Task details: In full and without deviation, write out the entries that follow.

··········

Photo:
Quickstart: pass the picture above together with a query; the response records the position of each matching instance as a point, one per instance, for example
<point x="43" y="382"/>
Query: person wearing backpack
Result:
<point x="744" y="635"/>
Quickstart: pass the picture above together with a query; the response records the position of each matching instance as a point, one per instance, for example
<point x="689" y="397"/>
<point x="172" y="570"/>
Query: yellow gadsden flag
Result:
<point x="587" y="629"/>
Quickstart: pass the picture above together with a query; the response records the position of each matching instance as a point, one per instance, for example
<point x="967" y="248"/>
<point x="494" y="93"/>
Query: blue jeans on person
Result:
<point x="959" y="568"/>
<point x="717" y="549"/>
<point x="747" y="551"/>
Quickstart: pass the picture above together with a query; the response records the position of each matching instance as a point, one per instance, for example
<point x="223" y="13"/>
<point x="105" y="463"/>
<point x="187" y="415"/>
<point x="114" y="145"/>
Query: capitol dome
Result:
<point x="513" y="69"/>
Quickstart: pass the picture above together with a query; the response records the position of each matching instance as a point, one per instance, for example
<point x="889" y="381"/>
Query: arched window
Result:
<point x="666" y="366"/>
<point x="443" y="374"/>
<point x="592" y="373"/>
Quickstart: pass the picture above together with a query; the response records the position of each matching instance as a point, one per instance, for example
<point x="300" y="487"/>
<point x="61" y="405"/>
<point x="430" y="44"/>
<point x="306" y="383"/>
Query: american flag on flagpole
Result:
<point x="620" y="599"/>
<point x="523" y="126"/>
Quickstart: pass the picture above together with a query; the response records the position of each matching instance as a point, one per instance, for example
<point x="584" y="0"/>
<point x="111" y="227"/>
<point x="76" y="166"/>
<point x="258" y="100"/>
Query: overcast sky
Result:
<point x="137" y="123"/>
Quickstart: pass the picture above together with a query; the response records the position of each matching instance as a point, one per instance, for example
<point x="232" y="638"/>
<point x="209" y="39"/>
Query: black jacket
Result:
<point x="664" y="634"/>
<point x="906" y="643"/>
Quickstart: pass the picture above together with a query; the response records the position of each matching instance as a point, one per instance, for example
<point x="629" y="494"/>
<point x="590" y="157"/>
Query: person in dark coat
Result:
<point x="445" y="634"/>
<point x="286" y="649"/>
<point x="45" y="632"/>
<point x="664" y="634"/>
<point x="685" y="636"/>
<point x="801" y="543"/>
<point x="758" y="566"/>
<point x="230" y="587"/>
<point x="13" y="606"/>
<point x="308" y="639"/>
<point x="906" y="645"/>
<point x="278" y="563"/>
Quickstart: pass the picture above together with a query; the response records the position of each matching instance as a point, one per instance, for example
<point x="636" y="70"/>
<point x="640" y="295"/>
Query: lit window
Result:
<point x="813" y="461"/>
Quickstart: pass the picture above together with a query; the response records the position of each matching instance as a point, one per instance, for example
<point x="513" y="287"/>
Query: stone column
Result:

··········

Exercise response:
Photo:
Quickstart: pass the picture above together with a query; the response records the position of each matching instance as a point, one per instance, for example
<point x="43" y="382"/>
Query: person wearing backpack
Result:
<point x="744" y="635"/>
Quickstart: pass the picture above together with a query; the response records the position of each matching instance as a point, one per instance, for example
<point x="689" y="397"/>
<point x="172" y="570"/>
Query: yellow gadsden flag
Result:
<point x="587" y="629"/>
Quickstart: pass the picture above together with a query; the response records the position of each matching instance as a point, one per instance, for example
<point x="967" y="248"/>
<point x="494" y="93"/>
Query: blue jeans on person
Result:
<point x="959" y="568"/>
<point x="717" y="549"/>
<point x="747" y="551"/>
Quickstart: pass the picture above together with a query; the response records the position of each matching instance as a point, one per instance, for example
<point x="223" y="13"/>
<point x="105" y="463"/>
<point x="187" y="415"/>
<point x="114" y="145"/>
Query: capitol dome
Result:
<point x="513" y="69"/>
Quickstart: pass the picture above together with a query; the response records the position of each matching instance as a point, one per instance, for example
<point x="889" y="381"/>
Query: arched window
Result:
<point x="666" y="366"/>
<point x="443" y="374"/>
<point x="592" y="373"/>
Quickstart: pass the picture above together with a query; the response records the position of each matching instance as a point, one per instance, for example
<point x="300" y="487"/>
<point x="61" y="405"/>
<point x="430" y="44"/>
<point x="306" y="383"/>
Query: american flag on flagpole
Result:
<point x="620" y="599"/>
<point x="523" y="126"/>
Quickstart: pass the picture above together with a query; the response records the position of each matching instance as a point, one per instance, for example
<point x="584" y="0"/>
<point x="111" y="227"/>
<point x="76" y="166"/>
<point x="258" y="100"/>
Query: overcast sky
Result:
<point x="137" y="123"/>
Quickstart: pass the picture above together with a query; the response records the position of each matching instance as a point, one per instance, for example
<point x="232" y="638"/>
<point x="209" y="39"/>
Query: black jacket
Result:
<point x="664" y="634"/>
<point x="906" y="643"/>
Quickstart: pass the picture above together with a query; the response records the position of each matching instance as a point, one per instance, for example
<point x="629" y="494"/>
<point x="590" y="157"/>
Query: person in dark coat
Result:
<point x="445" y="634"/>
<point x="286" y="649"/>
<point x="45" y="632"/>
<point x="664" y="634"/>
<point x="685" y="636"/>
<point x="801" y="543"/>
<point x="758" y="566"/>
<point x="230" y="587"/>
<point x="13" y="606"/>
<point x="308" y="639"/>
<point x="906" y="645"/>
<point x="278" y="563"/>
Quickstart: pass the picture above together with a query; the response records the position of each matching instance as a point, one per instance, for example
<point x="636" y="70"/>
<point x="640" y="295"/>
Query: lit window
Result:
<point x="813" y="461"/>
Quickstart: pass the picture above together with a query; the response records the position of each matching instance as a point, one per instance, for example
<point x="513" y="287"/>
Query: stone column
Result:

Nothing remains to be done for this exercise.